▶ Try it
Tell me how many lines in the entries below contain the word "segment"; reply with the number and nothing else.

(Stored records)
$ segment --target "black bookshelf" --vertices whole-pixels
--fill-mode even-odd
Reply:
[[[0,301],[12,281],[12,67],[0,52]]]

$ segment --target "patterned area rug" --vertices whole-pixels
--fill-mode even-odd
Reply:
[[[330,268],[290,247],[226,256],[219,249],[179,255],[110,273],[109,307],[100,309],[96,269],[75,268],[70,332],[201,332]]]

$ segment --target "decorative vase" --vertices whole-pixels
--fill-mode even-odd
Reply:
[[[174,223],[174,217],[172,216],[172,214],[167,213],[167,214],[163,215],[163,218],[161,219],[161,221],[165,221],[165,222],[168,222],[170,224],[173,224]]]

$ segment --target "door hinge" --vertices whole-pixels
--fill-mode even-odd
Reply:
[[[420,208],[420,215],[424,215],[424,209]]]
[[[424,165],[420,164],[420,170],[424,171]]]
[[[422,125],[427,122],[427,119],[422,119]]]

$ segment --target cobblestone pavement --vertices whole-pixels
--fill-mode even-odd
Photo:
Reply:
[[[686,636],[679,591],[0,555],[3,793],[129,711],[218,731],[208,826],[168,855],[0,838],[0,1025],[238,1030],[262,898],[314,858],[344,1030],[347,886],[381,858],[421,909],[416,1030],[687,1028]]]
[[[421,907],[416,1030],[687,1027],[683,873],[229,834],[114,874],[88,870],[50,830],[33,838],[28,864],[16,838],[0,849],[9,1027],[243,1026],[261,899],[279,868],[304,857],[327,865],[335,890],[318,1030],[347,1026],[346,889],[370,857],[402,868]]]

▶ Solution for this task
5